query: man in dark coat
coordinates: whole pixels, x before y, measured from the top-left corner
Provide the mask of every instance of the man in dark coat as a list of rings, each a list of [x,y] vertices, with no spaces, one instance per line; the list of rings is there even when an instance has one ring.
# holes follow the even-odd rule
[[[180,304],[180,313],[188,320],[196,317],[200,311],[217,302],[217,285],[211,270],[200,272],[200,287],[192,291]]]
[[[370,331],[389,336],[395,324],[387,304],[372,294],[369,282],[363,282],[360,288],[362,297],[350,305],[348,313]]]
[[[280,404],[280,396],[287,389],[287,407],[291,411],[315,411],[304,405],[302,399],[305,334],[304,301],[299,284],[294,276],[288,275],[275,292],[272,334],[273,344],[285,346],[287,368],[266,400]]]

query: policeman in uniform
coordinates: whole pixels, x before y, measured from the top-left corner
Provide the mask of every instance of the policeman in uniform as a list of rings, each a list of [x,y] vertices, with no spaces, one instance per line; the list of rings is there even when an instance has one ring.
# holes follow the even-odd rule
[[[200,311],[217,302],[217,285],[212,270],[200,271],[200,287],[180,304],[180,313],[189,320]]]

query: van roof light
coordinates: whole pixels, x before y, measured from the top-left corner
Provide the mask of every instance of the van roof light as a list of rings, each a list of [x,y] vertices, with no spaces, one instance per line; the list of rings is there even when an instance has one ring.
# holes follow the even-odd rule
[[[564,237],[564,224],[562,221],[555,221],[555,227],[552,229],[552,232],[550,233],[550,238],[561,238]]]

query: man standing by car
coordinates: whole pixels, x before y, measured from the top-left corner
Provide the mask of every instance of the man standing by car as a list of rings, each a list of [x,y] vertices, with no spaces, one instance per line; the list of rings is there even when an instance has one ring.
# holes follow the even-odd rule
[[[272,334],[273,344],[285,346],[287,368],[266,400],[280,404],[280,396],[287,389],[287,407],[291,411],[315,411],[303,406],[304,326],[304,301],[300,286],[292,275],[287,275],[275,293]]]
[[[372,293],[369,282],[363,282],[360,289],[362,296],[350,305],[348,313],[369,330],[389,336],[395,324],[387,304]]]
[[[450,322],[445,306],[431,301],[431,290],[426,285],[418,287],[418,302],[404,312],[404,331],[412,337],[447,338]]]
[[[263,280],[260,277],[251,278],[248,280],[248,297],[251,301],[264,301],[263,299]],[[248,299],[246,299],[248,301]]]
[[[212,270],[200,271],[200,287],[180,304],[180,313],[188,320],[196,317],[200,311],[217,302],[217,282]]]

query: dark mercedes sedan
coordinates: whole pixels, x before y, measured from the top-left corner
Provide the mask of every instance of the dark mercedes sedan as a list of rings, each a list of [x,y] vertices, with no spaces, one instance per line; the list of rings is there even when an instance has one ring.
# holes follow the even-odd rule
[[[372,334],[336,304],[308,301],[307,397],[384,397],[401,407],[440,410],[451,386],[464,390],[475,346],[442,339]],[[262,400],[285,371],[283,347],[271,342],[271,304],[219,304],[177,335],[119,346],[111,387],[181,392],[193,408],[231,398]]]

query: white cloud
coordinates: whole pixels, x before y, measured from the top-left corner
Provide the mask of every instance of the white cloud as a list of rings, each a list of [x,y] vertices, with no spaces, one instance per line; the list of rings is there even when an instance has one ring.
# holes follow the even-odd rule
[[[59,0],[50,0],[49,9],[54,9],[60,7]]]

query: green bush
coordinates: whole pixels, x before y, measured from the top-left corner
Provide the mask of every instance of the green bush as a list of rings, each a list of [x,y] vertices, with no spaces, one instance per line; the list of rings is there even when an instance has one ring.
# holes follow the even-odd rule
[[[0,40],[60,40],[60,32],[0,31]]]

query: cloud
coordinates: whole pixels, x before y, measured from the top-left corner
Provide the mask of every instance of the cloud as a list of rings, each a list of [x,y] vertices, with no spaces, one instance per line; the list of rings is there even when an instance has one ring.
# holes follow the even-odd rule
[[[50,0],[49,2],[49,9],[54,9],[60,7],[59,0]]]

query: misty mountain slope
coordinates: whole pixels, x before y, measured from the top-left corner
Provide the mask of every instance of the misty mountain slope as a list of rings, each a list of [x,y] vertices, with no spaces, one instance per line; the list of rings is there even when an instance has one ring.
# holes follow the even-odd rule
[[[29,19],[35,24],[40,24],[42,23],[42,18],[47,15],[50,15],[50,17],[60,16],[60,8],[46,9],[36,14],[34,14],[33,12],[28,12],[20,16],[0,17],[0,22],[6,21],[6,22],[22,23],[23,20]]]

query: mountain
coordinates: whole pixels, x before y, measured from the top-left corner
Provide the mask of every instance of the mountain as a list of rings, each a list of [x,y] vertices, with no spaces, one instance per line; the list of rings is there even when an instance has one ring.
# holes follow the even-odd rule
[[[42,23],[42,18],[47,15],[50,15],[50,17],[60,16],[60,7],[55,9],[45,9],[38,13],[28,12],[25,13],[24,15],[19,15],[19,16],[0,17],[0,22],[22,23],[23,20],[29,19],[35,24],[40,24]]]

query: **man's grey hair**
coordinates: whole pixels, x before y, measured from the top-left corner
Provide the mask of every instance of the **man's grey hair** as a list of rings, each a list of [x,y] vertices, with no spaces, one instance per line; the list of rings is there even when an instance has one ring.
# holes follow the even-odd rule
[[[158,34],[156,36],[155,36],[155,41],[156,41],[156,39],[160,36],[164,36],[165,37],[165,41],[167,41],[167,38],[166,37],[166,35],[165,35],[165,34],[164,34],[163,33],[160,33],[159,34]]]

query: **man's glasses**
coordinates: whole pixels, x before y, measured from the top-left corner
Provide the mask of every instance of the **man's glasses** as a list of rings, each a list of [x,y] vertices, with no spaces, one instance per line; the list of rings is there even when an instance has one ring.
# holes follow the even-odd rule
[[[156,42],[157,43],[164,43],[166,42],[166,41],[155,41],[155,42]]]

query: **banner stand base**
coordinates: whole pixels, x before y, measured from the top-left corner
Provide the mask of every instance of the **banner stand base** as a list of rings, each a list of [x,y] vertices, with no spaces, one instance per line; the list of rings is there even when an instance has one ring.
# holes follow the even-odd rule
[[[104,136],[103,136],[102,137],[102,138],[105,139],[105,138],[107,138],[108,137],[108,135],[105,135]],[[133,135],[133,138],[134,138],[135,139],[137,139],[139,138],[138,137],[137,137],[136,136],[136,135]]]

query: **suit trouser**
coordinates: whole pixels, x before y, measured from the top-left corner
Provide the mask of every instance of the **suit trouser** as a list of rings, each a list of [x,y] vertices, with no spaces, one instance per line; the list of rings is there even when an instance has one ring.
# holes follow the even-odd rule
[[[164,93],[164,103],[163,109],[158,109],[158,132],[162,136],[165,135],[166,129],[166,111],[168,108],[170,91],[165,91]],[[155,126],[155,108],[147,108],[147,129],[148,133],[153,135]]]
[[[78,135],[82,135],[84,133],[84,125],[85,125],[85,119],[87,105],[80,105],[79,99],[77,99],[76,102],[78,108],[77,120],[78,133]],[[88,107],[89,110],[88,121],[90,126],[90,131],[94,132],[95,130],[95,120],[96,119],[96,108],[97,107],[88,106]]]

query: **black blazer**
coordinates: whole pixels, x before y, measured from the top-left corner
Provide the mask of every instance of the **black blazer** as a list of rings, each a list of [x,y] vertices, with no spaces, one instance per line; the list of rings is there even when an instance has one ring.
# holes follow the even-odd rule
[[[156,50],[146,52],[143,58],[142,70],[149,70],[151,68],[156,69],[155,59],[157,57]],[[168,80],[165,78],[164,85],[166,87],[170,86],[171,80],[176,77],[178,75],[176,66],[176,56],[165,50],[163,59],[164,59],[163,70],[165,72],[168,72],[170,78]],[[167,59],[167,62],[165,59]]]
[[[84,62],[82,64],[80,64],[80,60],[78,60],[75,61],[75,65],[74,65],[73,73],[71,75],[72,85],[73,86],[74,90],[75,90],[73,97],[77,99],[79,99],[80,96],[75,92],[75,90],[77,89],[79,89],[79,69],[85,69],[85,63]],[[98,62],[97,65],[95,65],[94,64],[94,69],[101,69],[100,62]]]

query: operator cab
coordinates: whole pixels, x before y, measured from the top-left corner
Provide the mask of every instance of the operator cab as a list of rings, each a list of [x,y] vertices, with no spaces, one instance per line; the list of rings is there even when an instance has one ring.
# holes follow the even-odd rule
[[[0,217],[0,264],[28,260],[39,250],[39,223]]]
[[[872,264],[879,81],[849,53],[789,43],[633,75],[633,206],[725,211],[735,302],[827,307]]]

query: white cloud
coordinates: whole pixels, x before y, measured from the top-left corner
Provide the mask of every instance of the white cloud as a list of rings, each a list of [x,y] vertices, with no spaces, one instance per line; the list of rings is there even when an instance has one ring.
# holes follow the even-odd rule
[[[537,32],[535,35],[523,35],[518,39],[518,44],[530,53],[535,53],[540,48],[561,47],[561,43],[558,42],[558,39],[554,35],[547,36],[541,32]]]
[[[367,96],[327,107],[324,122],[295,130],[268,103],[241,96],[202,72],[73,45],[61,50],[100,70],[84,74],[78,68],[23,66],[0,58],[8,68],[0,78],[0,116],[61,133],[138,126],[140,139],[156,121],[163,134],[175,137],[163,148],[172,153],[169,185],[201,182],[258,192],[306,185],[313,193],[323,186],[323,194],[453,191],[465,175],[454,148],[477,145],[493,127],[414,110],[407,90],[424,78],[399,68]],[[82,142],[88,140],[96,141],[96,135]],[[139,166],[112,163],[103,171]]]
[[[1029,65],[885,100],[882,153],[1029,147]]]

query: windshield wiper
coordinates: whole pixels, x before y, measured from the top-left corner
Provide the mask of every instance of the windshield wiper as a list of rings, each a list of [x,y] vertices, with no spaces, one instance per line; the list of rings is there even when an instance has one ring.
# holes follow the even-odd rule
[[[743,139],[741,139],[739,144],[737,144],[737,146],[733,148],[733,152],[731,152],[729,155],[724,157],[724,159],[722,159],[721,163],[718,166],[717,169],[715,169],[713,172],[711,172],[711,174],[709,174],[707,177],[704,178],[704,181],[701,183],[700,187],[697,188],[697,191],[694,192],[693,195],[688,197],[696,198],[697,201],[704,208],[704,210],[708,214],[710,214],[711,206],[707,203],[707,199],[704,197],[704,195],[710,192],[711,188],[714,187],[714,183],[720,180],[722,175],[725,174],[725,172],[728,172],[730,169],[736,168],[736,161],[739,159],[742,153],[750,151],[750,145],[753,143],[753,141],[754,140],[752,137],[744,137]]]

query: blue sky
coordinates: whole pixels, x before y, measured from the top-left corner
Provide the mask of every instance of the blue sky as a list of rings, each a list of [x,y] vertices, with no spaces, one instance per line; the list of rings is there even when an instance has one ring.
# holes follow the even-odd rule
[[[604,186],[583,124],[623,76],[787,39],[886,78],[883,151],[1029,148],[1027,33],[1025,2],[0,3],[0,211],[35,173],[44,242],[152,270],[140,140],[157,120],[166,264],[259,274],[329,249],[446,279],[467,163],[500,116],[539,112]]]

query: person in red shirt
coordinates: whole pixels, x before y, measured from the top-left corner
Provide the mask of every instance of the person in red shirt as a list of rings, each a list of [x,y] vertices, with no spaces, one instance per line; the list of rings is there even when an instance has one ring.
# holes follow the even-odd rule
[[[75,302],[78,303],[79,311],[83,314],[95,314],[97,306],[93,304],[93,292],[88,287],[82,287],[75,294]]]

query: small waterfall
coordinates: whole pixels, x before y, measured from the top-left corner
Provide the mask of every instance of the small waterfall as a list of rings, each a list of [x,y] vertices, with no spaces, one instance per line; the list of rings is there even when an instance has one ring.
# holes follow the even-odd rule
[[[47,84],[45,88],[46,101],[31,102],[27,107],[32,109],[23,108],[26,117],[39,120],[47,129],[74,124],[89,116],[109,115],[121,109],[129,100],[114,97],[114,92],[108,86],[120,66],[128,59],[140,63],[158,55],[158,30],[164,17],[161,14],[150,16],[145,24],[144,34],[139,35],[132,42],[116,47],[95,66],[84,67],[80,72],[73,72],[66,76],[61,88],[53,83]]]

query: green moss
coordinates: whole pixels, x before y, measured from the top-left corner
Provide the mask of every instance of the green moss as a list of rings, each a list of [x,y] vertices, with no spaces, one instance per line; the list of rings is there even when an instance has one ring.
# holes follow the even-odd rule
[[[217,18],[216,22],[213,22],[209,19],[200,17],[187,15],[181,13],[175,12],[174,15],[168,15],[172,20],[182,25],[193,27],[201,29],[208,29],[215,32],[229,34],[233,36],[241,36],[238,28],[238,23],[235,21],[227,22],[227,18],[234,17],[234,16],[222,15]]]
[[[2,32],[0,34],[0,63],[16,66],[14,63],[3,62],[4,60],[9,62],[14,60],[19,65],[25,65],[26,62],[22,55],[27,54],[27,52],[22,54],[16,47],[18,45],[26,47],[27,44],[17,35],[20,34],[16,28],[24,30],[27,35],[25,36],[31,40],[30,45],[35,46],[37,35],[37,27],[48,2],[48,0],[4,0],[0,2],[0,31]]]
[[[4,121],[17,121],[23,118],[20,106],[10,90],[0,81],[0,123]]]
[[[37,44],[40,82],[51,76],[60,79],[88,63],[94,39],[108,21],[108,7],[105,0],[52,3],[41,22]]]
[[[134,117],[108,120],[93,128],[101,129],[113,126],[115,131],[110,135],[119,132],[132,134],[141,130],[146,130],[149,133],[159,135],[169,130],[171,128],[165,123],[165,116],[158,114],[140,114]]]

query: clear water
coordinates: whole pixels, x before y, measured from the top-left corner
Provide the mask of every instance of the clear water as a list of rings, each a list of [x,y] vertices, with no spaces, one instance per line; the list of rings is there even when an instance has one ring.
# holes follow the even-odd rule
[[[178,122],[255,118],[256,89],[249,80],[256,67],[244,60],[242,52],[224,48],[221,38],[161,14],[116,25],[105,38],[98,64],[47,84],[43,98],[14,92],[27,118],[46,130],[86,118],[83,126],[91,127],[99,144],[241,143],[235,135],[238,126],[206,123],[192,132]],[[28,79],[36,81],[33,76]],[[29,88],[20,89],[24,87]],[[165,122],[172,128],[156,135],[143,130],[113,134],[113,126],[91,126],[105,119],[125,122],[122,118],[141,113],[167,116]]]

- SET PROBLEM
Reproduce the lines starting at the one containing "query: dark mercedes sedan" and ending at the one containing "Provide the mask of every instance of the dark", both included, with no changes to their wording.

- RESPONSE TO THE EXERCISE
query: dark mercedes sedan
coordinates: whole pixels, x before y, measured from the top-left corner
Provide the mask of every instance of the dark mercedes sedan as a list of rings, each a list of [x,y] vertices, with no spaces, one instance per line; the list of rings is there even when an instance has one ring.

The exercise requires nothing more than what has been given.